====== INFORMATION SUPPLIED
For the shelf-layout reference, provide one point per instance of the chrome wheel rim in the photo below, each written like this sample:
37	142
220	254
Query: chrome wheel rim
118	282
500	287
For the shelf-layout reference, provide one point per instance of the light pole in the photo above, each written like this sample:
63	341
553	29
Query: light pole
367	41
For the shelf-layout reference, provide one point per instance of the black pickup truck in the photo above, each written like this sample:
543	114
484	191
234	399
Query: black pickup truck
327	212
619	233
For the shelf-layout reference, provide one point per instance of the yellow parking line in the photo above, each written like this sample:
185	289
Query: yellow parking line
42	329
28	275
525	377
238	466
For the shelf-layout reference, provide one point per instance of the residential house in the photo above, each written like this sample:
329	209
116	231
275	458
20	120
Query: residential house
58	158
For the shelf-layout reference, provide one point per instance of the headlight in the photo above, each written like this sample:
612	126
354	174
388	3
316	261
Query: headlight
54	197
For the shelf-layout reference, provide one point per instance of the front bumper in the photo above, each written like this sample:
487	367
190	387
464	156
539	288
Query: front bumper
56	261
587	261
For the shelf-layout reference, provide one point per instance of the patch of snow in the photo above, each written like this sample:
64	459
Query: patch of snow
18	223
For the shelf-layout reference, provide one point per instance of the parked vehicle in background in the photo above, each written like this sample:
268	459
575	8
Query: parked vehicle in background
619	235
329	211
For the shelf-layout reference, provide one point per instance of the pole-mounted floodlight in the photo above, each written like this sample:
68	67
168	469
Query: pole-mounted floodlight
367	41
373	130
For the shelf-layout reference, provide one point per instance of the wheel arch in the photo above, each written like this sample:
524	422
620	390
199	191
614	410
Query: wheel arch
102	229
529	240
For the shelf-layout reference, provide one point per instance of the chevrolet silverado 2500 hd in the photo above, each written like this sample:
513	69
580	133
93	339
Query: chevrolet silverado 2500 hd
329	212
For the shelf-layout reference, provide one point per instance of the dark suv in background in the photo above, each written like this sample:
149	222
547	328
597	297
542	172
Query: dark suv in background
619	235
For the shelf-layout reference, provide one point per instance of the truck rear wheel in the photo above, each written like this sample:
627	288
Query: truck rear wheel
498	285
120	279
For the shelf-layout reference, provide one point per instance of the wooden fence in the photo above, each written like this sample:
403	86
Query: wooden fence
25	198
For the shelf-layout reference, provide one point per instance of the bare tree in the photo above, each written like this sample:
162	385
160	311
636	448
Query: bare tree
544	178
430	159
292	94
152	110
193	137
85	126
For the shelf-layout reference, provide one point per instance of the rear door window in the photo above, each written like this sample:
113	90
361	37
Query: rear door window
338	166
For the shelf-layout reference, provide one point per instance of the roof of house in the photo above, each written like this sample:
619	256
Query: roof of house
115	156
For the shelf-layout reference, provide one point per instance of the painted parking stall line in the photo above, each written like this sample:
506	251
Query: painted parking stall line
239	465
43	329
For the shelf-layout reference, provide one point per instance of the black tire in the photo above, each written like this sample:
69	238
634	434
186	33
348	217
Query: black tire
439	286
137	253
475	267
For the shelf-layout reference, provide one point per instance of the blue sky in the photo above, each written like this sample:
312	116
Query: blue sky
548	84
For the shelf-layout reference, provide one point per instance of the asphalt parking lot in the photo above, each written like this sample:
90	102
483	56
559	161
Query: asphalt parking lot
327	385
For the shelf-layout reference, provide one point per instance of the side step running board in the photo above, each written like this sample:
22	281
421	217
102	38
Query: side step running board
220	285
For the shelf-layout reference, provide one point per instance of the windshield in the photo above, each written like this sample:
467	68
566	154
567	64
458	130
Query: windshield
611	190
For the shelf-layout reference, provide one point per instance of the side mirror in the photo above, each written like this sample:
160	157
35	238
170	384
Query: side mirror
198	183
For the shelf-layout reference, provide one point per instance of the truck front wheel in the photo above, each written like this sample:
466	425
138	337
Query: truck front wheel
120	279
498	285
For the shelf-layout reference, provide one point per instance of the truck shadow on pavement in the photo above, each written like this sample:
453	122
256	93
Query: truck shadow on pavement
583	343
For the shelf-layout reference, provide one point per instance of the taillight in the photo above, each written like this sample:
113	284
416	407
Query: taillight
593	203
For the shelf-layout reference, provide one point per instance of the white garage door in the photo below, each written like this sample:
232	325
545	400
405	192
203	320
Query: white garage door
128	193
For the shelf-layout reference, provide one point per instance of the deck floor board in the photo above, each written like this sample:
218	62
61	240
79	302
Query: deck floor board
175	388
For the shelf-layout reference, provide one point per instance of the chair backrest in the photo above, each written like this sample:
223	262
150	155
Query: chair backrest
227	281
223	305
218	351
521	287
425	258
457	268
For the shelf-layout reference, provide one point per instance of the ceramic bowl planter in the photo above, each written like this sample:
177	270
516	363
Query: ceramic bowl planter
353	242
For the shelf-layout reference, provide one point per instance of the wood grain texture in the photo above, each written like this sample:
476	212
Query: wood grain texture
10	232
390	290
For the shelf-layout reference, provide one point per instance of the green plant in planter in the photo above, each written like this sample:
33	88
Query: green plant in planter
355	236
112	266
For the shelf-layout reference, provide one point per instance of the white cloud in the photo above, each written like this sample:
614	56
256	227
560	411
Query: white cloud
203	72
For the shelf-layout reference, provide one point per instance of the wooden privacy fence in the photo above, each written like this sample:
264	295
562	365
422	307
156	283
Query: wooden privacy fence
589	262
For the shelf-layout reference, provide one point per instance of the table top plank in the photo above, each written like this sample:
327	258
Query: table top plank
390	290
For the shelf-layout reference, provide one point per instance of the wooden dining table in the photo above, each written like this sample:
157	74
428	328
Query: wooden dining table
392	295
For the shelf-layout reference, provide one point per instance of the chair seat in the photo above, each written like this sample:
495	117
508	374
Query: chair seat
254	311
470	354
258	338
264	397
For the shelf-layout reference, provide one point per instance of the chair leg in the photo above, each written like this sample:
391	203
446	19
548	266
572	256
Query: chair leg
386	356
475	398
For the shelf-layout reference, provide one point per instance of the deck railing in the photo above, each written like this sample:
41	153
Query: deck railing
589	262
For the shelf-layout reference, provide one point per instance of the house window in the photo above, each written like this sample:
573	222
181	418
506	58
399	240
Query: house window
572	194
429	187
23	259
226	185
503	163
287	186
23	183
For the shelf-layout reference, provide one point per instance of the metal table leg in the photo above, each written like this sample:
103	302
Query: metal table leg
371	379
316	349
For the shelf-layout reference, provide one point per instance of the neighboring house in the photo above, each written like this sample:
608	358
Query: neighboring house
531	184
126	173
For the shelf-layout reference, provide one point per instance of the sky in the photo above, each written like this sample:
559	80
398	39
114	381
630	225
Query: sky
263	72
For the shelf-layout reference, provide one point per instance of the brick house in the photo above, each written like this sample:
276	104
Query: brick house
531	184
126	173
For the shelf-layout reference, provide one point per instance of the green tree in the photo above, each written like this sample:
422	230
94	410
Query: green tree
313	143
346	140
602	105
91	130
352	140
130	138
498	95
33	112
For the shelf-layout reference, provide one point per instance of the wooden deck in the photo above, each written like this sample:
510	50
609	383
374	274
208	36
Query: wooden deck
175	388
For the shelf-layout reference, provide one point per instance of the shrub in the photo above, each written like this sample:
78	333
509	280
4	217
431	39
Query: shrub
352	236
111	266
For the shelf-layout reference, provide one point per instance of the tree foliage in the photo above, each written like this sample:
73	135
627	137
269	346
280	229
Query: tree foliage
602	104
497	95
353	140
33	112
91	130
============
**ABOUT THIS EXERCISE**
All the entries above need to be repeated word for word.

**RESULT OF THIS EXERCISE**
For the shelf-layout reference, provide one point per instance of the chrome wheel rim in the photo below, each written like this sample:
37	142
220	254
Query: chrome wheel rim
118	282
500	287
For the shelf-layout reference, provide one point per instance of the light pole in the photo above, each written like this sample:
63	341
553	29
Query: light pole
367	41
For the shelf-layout reference, provide one point per instance of the black pickup truck in the photo above, each written like this sample:
543	114
484	191
234	399
Query: black pickup truck
327	212
619	233
For the shelf-layout reference, provide one point per instance of the yellow parking line in the photo above, each written like this sample:
185	289
Query: yellow parking line
42	329
28	275
525	377
238	466
For the shelf-layout reference, provide one point per instance of the residential house in the photo above, each written like this sample:
329	209
116	231
275	458
20	120
Query: residential house
58	158
For the shelf-layout reference, provide one point per instance of the headlight in the photo above, each written like this sample:
612	126
354	174
388	3
316	261
Query: headlight
54	197
For the shelf-layout reference, provide one point per instance of the front bumper in the photo above, each written like this sample:
487	367
190	387
464	156
539	288
Query: front bumper
56	261
587	261
For the shelf-layout reference, provide one point per instance of the patch of snow in the photo above, each written like this sample:
64	459
Query: patch of snow
18	223
For the shelf-layout reference, provide one point per instance of the parked vehicle in background in the photo above, each written like this sample:
268	459
575	8
Query: parked vehicle in background
619	235
329	211
For the shelf-layout reference, provide one point per instance of the pole-mounted floodlight in the photo above, each written like this sample:
68	67
168	469
Query: pole-mounted floodlight
367	41
373	130
For the shelf-layout reference, provide one point per instance of the wheel arch in the photo above, each written like this sample:
524	422
620	390
199	191
614	410
Query: wheel arch
102	229
529	240
For the shelf-layout reference, provide one point per instance of the chevrolet silverado 2500 hd in the photo above, each written like this sample:
513	69
580	133
93	339
Query: chevrolet silverado 2500 hd
329	212
For the shelf-layout reference, provide one point per instance of the dark suv in background in the photo above, each written like this sample:
149	222
547	328
597	297
542	172
Query: dark suv in background
619	235
For the shelf-layout reference, provide one point per instance of the truck rear wheel in the photo above, each written like this sample:
627	288
Query: truck rear wheel
498	285
120	279
For the shelf-layout reference, provide one point per instance of the wooden fence in the photo above, each written like this sample:
403	86
Query: wooden fence
25	198
For the shelf-layout reference, provide one point per instance of the bare tree in the photo above, each written like this sample:
162	385
160	311
636	448
Query: bare tree
544	178
430	159
292	94
152	110
193	137
85	126
For the shelf-layout reference, provide one point per instance of the rear door window in the photo above, each written like this sample:
113	90
361	37
Query: rear door window
338	166
For the shelf-layout reference, provide one point per instance of the roof of house in the photo above, each written like this sample:
619	256
Query: roof of house
115	156
For the shelf-layout reference, provide one point per instance of the painted parking stall line in the photo above, each written like this sample:
506	251
Query: painted parking stall line
239	465
43	329
For the shelf-layout reference, provide one point per instance of the black tire in the photo above, each written like this sample:
69	238
634	434
186	33
348	217
Query: black tire
439	286
137	253
475	267
For the shelf-layout reference, provide one point per instance of the blue sky in the photo above, each written like this sample:
312	116
Query: blue sky
548	84
For the shelf-layout reference, provide one point per instance of the asphalt parking lot in the photo above, each written like this sample:
90	102
483	56
559	161
Query: asphalt parking lot
327	385
For the shelf-layout reference, provide one point per instance of the side step running board in the photo above, each written like this sample:
22	281
421	217
102	38
Query: side step running board
220	285
For the shelf-layout reference, provide one point per instance of the windshield in the photo above, each written like this sample:
467	68
566	154
567	64
458	130
Query: windshield
611	190
For the shelf-layout reference, provide one point per instance of the side mirror in the photo above, each written like this sample:
160	157
35	238
170	384
Query: side mirror
198	183
For the shelf-layout reference, provide one point per instance of the truck front wheel in the photo above, each written like this sample:
466	425
138	337
Query: truck front wheel
120	279
498	285
For the shelf-layout reference, provide one point per instance of the truck shadow on pavement in the photo above, each written like this sample:
453	122
256	93
Query: truck shadow on pavement
583	343
For the shelf-layout reference, provide one point per instance of the taillight in the photo above, each written like this sample:
113	284
416	407
Query: taillight
593	203
For the shelf-layout reference, provide one point per instance of the white garage door in the photo below, each written like this sample:
232	325
545	400
405	192
203	320
Query: white garage door
128	193
For the shelf-layout reference, provide one point per instance of the deck floor board in the photo above, each written like this sample:
218	62
61	240
79	302
Query: deck floor board
175	388
For the shelf-layout reference, provide one point per instance of the chair backrest in the photo above, each written like this sample:
223	262
150	155
Query: chair backrest
227	281
223	305
218	351
521	287
425	258
457	268
For the shelf-layout reference, provide one point per instance of the ceramic bowl planter in the photo above, each written like this sample:
177	270
516	363
Query: ceramic bowl planter
353	242
For the shelf-layout reference, provide one point per instance of the wood grain texture in the photo above, each written like this sample:
476	212
Query: wood grain texture
10	232
390	290
For the shelf-layout reference, provide one point per instance of the green plant in planter in the photo above, each written like this sample:
33	88
Query: green plant in planter
355	236
112	266
For the shelf-layout reference, provide one point per instance of the white cloud in the photo above, each written like this sample:
614	56
256	227
560	411
Query: white cloud
203	72
For the shelf-layout reference, provide one point per instance of the wooden privacy fence in the photo above, each written like this sample:
264	295
562	365
422	307
156	283
Query: wooden privacy fence
589	262
For the shelf-layout reference, provide one point per instance of the table top plank in the photo above, each written like this sample:
327	258
Query: table top plank
390	290
For the shelf-layout reference, provide one point per instance of the wooden dining table in the photo above, each written like this sample:
157	74
428	328
Query: wooden dining table
392	295
For the shelf-layout reference, provide one point per instance of the chair seat in the photo above, each written like this sample:
495	117
508	374
Query: chair seat
254	311
470	354
258	338
264	397
For the shelf-layout reference, provide one point per instance of the chair leg in the photo above, each written like this sample:
391	203
446	19
548	266
572	256
Query: chair leg
386	356
475	398
For the shelf-layout reference, provide one point per instance of the deck railing in the photo above, each written like this sample:
41	153
Query: deck railing
589	262
For the shelf-layout reference, provide one point per instance of the house window in the photo above, each written like this sample:
573	222
181	418
506	58
399	240
Query: house window
572	194
429	187
23	259
226	185
503	163
287	186
23	183
For the shelf-layout reference, provide one point per instance of the metal table leg in the photo above, each written like this sample:
103	302
Query: metal table leg
371	379
316	349
For the shelf-layout reference, provide one point per instance of the neighboring house in the photo above, each written like this sample:
608	358
Query: neighboring house
531	184
126	173
For the shelf-layout reference, provide one point per instance of the sky in the photo above, each written like this sample:
559	80
398	39
114	381
630	225
Query: sky
263	72
For the shelf-layout reference, provide one point per instance of the brick house in the photo above, each written like this sample:
276	104
Query: brick house
531	184
126	173
For the shelf-layout reference, provide one point per instance of the green tree in the photo above, each written like this sample:
422	230
94	410
Query: green tree
313	143
346	140
602	105
91	130
352	140
130	138
498	95
33	112
For the shelf-layout reference, provide one point per instance of the wooden deck in the photo above, each written like this sample:
510	50
609	383
374	274
208	36
Query: wooden deck
175	388
For the shelf-layout reference, provide one point per instance of the shrub in the photo above, each written like this sample:
78	333
509	280
4	217
431	39
Query: shrub
352	236
111	266
For the shelf-layout reference, provide one point per instance of the tree foliage in the photo above, each written like this sample:
73	135
627	137
269	346
280	229
Query: tree foliage
602	104
497	95
353	140
33	112
91	130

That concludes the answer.